**Goal of the exercise**
In the listing below, every entry should be duplicated exactly.
(Entries supplied)
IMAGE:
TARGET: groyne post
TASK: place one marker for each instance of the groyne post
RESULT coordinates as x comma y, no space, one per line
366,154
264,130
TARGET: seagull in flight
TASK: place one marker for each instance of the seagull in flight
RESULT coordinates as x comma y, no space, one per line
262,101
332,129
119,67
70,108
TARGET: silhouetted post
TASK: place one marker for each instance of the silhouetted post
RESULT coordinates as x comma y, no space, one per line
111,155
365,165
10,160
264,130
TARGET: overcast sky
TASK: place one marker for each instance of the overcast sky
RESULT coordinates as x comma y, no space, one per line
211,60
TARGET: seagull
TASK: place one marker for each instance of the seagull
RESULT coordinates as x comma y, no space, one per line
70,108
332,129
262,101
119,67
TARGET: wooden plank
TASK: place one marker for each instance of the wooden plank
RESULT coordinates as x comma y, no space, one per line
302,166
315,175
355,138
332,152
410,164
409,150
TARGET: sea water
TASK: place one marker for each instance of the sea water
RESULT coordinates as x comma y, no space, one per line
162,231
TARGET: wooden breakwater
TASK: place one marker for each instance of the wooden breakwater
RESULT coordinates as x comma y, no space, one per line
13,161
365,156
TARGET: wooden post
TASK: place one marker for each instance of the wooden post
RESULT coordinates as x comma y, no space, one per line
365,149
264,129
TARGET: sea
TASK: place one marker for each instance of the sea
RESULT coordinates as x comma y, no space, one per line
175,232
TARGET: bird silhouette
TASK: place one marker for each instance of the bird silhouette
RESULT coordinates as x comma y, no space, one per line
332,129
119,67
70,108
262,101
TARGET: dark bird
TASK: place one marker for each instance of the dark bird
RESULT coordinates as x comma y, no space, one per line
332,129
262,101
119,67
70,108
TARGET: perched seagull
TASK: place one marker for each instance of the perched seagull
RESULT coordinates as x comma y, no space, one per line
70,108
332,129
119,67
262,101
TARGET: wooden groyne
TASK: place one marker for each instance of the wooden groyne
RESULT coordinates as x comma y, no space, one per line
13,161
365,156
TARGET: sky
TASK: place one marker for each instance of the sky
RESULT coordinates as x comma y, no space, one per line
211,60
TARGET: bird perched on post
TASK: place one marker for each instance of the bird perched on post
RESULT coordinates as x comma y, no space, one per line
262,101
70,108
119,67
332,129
(End Entries supplied)
**Response area**
IMAGE:
TARGET: groyne post
TASK: place one marker for each instance of the groyne post
RESULT coordinates as x comma y, no space, one per line
366,154
264,130
TARGET: seagull in flight
TASK: place one marker for each instance of the seagull in flight
RESULT coordinates as x comma y, no space, one per line
262,101
332,129
119,67
70,108
TARGET: silhouetted post
TASK: place one marker for each instance of the silhouetted post
RESULT coordinates as x comma y, no space, one per line
111,155
365,165
10,160
264,130
TARGET: overcast sky
TASK: place one marker for each instance of the overcast sky
RESULT coordinates as x comma y, no space, one per line
211,60
TARGET: seagull
TASK: place one marker for each instance of the seagull
RESULT coordinates as x comma y, no space, one per line
70,108
332,129
262,101
119,67
TARGET: wooden plank
TASK: place one marker for each instance of the wooden plank
RESULT coordinates as x comma y, no space, one per line
302,166
315,175
355,138
332,152
410,164
409,150
TARGET: sea water
TASK: place one marker for each instance of the sea water
RESULT coordinates as x comma y, no space, one per line
162,231
TARGET: wooden breakwater
TASK: place one marker for each instance of the wooden breakwater
RESULT coordinates as x comma y, no space, one per line
13,161
365,156
TARGET: wooden post
TASK: place one marker for each instance of the wooden post
RESULT coordinates as x comma y, no space, one per line
365,149
264,129
TARGET: sea
TASK: place one marker for each instance of the sea
RESULT coordinates as x comma y, no space, one per line
175,232
TARGET: bird silhouette
TASK: place one marker for each instance of the bird silhouette
RESULT coordinates as x comma y, no space, one per line
332,129
119,67
70,108
262,101
TARGET: dark bird
TASK: place one marker for each instance of the dark bird
RESULT coordinates as x comma y, no space, one per line
332,129
262,101
119,67
70,108
TARGET: perched seagull
TASK: place one marker for each instance of the perched seagull
RESULT coordinates as x comma y, no space, one per line
70,108
332,129
119,67
262,101
TARGET: wooden groyne
TASK: place one marker for each instance of the wooden groyne
RESULT coordinates as x comma y, no space, one per line
13,161
365,156
TARGET: sky
TASK: place one marker for each instance of the sky
RESULT coordinates as x comma y, no space, one per line
211,60
TARGET: bird perched on post
TASK: place one marker for each instance of the bird perched on post
RESULT coordinates as x comma y, no space, one per line
262,101
70,108
119,67
332,129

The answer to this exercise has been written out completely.